PROBLEM DETAILS -> Report every line below that holds the word "facade".

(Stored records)
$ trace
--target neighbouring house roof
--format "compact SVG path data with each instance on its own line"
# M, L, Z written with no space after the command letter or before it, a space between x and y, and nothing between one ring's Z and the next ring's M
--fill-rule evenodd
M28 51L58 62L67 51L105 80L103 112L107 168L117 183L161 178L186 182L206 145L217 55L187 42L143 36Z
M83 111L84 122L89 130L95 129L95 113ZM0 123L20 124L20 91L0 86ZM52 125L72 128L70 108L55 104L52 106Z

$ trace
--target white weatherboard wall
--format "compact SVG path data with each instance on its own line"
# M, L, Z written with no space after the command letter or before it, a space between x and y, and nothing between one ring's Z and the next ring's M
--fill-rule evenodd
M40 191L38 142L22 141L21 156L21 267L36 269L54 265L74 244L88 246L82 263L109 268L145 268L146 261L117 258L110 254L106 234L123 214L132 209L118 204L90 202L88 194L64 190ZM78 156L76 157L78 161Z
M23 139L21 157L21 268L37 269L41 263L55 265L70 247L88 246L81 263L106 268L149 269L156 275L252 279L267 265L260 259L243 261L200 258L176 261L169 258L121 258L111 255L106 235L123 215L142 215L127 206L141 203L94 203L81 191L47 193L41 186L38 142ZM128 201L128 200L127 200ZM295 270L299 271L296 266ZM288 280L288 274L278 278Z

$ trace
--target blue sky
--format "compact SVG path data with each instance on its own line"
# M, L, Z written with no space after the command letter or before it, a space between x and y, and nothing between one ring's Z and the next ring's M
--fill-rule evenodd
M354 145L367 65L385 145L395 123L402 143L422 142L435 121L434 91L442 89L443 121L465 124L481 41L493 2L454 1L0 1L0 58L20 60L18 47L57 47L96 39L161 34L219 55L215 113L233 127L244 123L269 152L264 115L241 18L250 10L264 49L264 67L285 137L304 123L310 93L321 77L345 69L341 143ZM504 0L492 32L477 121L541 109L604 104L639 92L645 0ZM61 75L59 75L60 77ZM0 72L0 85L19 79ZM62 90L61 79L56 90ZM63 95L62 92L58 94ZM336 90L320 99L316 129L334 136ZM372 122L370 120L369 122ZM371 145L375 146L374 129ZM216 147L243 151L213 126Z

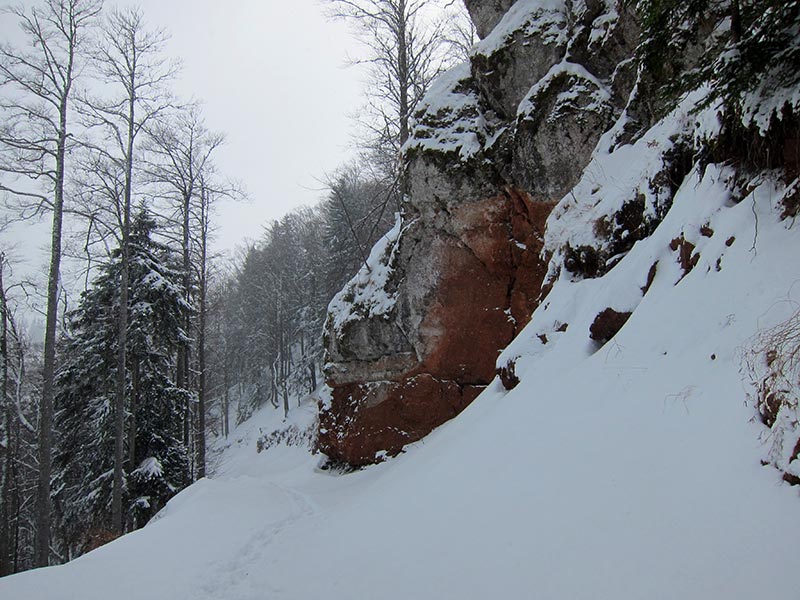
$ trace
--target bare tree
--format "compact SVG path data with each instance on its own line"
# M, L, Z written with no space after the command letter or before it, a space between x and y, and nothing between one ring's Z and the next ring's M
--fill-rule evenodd
M230 435L231 384L234 380L232 364L239 362L229 345L229 333L233 329L231 321L238 308L233 265L215 261L215 269L207 275L206 321L209 352L204 356L208 365L207 380L209 396L215 399L218 414L219 434Z
M184 425L185 442L187 445L194 442L197 477L204 477L206 473L205 340L210 218L214 203L220 198L244 197L238 184L224 181L216 172L213 157L224 141L222 134L205 126L199 107L189 105L173 111L169 119L151 128L148 143L147 174L172 207L170 218L180 232L186 300L195 306L195 326L191 327L191 317L187 314L184 329L195 331L196 345L190 352L187 344L178 354L177 384L193 388L197 394L196 414L192 414L191 404L187 402ZM190 366L193 364L196 378L192 381Z
M0 577L11 570L11 531L9 505L11 504L12 465L15 459L11 449L12 413L9 402L9 311L6 286L3 281L6 257L0 253L0 418L2 418L2 440L0 443Z
M40 6L9 9L19 19L27 49L0 45L0 190L28 203L22 214L53 214L47 281L44 373L39 415L39 480L36 500L35 564L50 555L50 475L55 376L56 322L61 270L64 181L72 91L81 52L101 0L44 0Z
M27 484L38 476L22 466L33 462L28 453L37 432L22 406L26 349L11 300L14 288L25 292L25 284L9 284L8 267L0 252L0 577L30 564L21 554L29 554L33 540L21 548L20 532L27 526L25 506L35 499L35 486Z
M192 293L192 213L194 204L203 203L201 197L201 180L208 177L213 169L211 157L216 149L224 142L224 136L210 132L206 129L200 110L197 106L189 106L185 110L175 111L171 118L156 127L151 128L149 147L152 160L149 162L148 177L160 186L170 205L175 206L172 218L178 223L180 231L181 254L183 258L183 283L186 301L191 303ZM205 215L205 213L202 213ZM205 250L205 232L200 223L200 239ZM205 261L205 256L202 258ZM202 266L205 272L205 265ZM190 315L186 315L184 330L189 331ZM200 315L201 325L203 315ZM198 340L202 338L203 331L199 332ZM199 350L199 349L198 349ZM189 388L190 348L183 344L178 350L177 380L178 387ZM200 379L204 381L202 368ZM201 382L198 382L201 383ZM203 390L198 390L198 411L204 410ZM187 400L184 407L184 442L191 445L192 410L191 402ZM195 436L197 449L198 476L205 476L205 436L199 432Z
M122 533L122 490L125 460L126 344L128 329L129 236L137 140L172 105L167 84L177 65L162 50L167 36L147 29L139 9L115 10L105 20L94 55L108 95L86 98L82 112L103 139L92 147L105 167L103 191L116 217L121 249L119 323L115 388L115 450L111 500L112 528Z
M206 476L206 327L208 324L208 236L210 233L209 213L215 199L215 190L207 184L210 172L200 176L199 202L199 256L197 261L197 432L195 448L197 451L197 478Z
M450 0L444 6L444 47L449 60L467 62L472 47L478 43L478 30L462 0Z
M369 56L367 146L395 173L414 106L446 64L446 25L439 0L328 0L330 14L354 23Z

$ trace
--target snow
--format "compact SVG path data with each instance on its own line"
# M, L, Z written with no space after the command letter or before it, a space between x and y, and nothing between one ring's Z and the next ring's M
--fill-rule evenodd
M577 35L570 31L570 23L586 10L583 1L518 0L492 32L475 45L472 54L491 56L514 43L519 32L527 37L536 36L546 45L566 45L569 35ZM618 20L616 3L603 0L603 10L592 23L590 45L604 42ZM518 108L518 116L525 118L532 114L539 94L547 89L554 78L564 74L580 83L559 95L556 110L551 114L552 119L559 116L559 107L573 106L581 93L589 98L588 104L581 107L583 110L607 110L610 93L606 86L582 66L571 63L567 56L531 88ZM479 156L484 149L491 148L504 133L505 126L491 110L482 106L473 86L468 62L456 65L437 77L414 109L411 135L403 146L403 153L415 150L453 153L466 162Z
M145 458L139 467L134 471L134 473L141 475L145 479L150 477L161 477L163 472L164 469L161 465L161 461L152 456Z
M386 286L394 271L402 229L400 215L396 215L394 227L378 240L366 264L333 297L328 306L328 319L334 331L341 331L355 319L388 315L394 308L395 294L387 291Z
M472 52L491 56L512 43L519 32L526 37L541 36L544 44L566 44L571 4L567 0L517 0Z
M746 94L742 102L742 122L753 124L763 136L769 131L773 119L784 118L784 111L797 111L800 107L800 87L785 87L765 77L759 87Z
M589 47L607 42L618 22L619 11L616 0L603 0L603 10L595 18L589 33Z
M633 144L613 147L624 115L616 127L604 134L580 182L548 218L545 250L555 257L551 265L560 263L567 245L572 248L598 246L601 240L595 223L614 215L625 202L643 199L645 216L656 216L668 201L670 192L654 185L653 181L664 169L665 156L682 140L683 133L700 127L696 124L698 119L710 119L705 113L698 116L694 112L702 97L703 92L688 96Z
M700 145L719 137L722 133L723 102L717 100L697 111L694 122L695 145Z
M490 146L499 133L487 118L478 95L469 89L469 63L457 65L437 77L416 106L411 136L403 152L411 150L457 153L462 160ZM488 143L486 140L490 140Z
M611 93L606 86L583 66L563 60L553 65L525 95L517 108L517 118L530 118L536 110L536 100L542 92L546 91L555 79L564 75L571 77L574 83L558 95L555 106L547 117L548 121L556 122L563 117L561 111L568 107L576 107L583 95L588 96L589 102L580 106L581 110L586 112L608 110Z
M619 21L615 0L602 0L599 14L591 24L589 46L605 43ZM517 0L492 32L473 48L473 54L491 56L515 42L521 35L540 37L545 45L565 45L575 32L576 21L586 13L585 0Z
M778 219L778 182L734 204L723 171L696 172L605 277L556 282L501 357L517 358L513 391L495 382L400 457L348 475L302 445L258 453L265 432L314 423L310 401L288 420L263 409L157 520L0 580L0 598L796 598L800 498L760 464L739 356L786 317L800 238ZM714 234L692 238L701 258L682 276L668 240L705 223ZM642 298L631 282L654 259ZM597 348L588 325L614 302L635 311Z
M518 0L476 51L542 12L558 40L564 7ZM491 139L469 120L484 117L468 77L458 67L432 87L422 112L452 120L428 137L418 122L410 147L468 158ZM286 418L267 406L217 442L213 476L144 529L0 579L0 600L796 599L800 494L761 465L776 439L742 367L755 336L798 304L800 236L779 219L787 186L765 173L737 198L730 167L696 167L654 233L602 278L561 268L565 245L602 243L593 225L626 201L644 197L656 215L666 198L652 181L679 136L719 131L716 107L694 111L702 94L633 144L606 134L554 210L553 288L498 358L515 362L514 390L495 381L399 457L346 475L322 470L308 445L327 390ZM398 220L331 302L334 331L390 314L401 235ZM688 273L677 237L699 255ZM632 316L600 346L588 332L607 307Z

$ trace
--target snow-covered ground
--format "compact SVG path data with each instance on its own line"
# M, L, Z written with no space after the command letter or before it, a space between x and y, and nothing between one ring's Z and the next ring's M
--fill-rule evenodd
M500 357L520 385L495 382L399 457L344 475L302 444L259 453L265 433L315 419L310 402L288 422L265 408L144 529L2 579L0 599L796 600L800 494L761 466L773 440L741 367L748 340L797 310L800 235L778 218L779 184L734 202L726 177L690 174L604 277L562 272ZM548 235L599 206L555 213ZM677 237L699 254L688 274ZM598 348L607 307L633 315Z
M257 453L281 425L266 408L155 522L0 580L0 598L797 598L800 498L760 464L739 355L798 300L800 236L769 198L719 203L702 181L671 212L715 230L698 266L675 285L656 235L600 280L557 284L509 349L513 391L495 383L405 454L348 475L302 446ZM596 350L595 310L659 252L651 290ZM548 319L570 326L542 346ZM313 418L308 404L290 415Z

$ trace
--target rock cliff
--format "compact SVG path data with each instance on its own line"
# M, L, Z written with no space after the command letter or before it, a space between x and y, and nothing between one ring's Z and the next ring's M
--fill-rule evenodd
M318 446L336 461L394 455L496 374L514 387L545 347L611 343L654 285L719 273L726 208L769 189L781 218L798 214L800 4L750 7L738 32L738 4L466 5L482 39L415 109L403 214L330 305ZM687 204L706 188L714 202ZM774 364L759 352L749 364ZM752 397L786 441L767 462L800 481L797 402L771 400L769 368Z
M545 222L634 84L621 3L467 6L483 39L415 110L402 218L331 304L319 447L351 465L396 454L494 378L542 297Z

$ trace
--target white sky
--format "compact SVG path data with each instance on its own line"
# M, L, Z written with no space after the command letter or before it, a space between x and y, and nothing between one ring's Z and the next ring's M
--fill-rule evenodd
M167 30L165 54L183 65L175 92L202 101L209 129L226 135L216 156L219 171L239 181L249 201L220 203L216 251L232 254L245 240L258 239L270 220L323 197L320 180L353 154L351 116L363 103L363 75L347 67L348 56L360 50L352 31L325 18L322 0L105 4L139 6L149 27ZM0 38L18 37L16 21L0 18ZM0 236L0 248L10 250L13 261L8 279L40 286L27 301L34 311L42 308L50 220L48 214ZM62 285L82 289L83 266L65 259ZM71 304L76 301L73 294Z
M242 183L249 201L220 204L216 250L257 239L270 220L323 196L320 179L352 155L363 85L347 67L359 44L346 24L325 18L321 0L106 0L113 6L139 6L148 27L170 34L165 55L183 65L176 93L202 101L209 129L226 135L219 171ZM0 38L19 38L8 15ZM15 275L43 279L49 222L3 234Z
M227 135L220 171L241 181L250 201L224 203L216 246L255 239L262 226L322 195L318 180L350 153L361 104L357 52L343 23L320 0L107 0L138 5L171 33L167 54L183 61L177 92L204 102L207 125Z

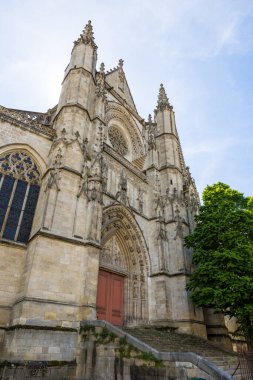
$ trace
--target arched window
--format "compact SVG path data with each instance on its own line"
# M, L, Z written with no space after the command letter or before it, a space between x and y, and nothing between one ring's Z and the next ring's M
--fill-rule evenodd
M0 155L0 238L27 243L40 190L40 172L25 151Z

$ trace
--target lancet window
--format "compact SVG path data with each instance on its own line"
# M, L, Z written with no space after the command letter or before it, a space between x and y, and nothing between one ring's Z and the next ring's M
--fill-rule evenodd
M27 243L40 190L40 172L25 151L0 155L0 238Z

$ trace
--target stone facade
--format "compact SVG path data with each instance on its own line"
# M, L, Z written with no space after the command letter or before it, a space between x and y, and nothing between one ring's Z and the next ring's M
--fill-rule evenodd
M19 167L14 173L8 166L10 153L30 157L40 186L28 241L18 238L25 206L15 238L4 237L7 214L0 231L6 360L75 360L80 321L96 319L100 269L124 278L125 324L207 336L207 319L185 290L191 252L184 237L194 228L199 196L173 107L161 85L145 121L123 61L105 72L96 60L89 22L74 42L56 107L45 114L0 107L0 191L7 175L33 185L34 169L21 178ZM208 323L224 333L210 313Z

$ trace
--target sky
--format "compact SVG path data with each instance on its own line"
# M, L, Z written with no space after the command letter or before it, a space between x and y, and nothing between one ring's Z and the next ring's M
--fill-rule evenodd
M46 112L88 20L147 120L164 84L201 194L253 195L253 0L0 0L0 104Z

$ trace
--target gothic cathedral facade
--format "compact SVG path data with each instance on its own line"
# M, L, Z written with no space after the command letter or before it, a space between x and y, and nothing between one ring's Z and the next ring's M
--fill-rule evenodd
M47 113L0 107L6 360L75 358L87 319L204 338L211 329L224 333L186 291L184 236L199 197L165 89L145 121L123 61L108 72L96 61L89 22L74 42L57 106Z

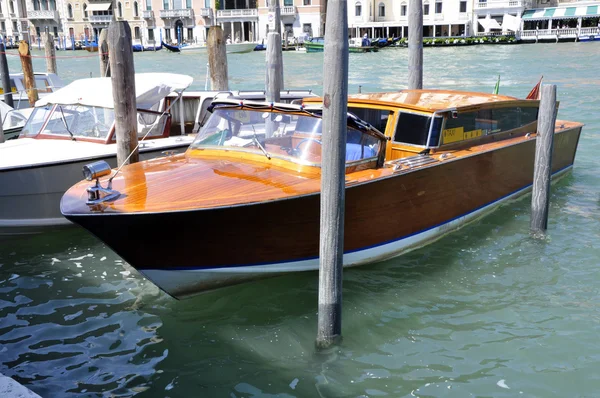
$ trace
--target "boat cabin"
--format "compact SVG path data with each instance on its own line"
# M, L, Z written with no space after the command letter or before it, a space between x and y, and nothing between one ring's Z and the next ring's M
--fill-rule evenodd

WRITTEN ANSWER ->
--target stone facade
--target gothic cathedral facade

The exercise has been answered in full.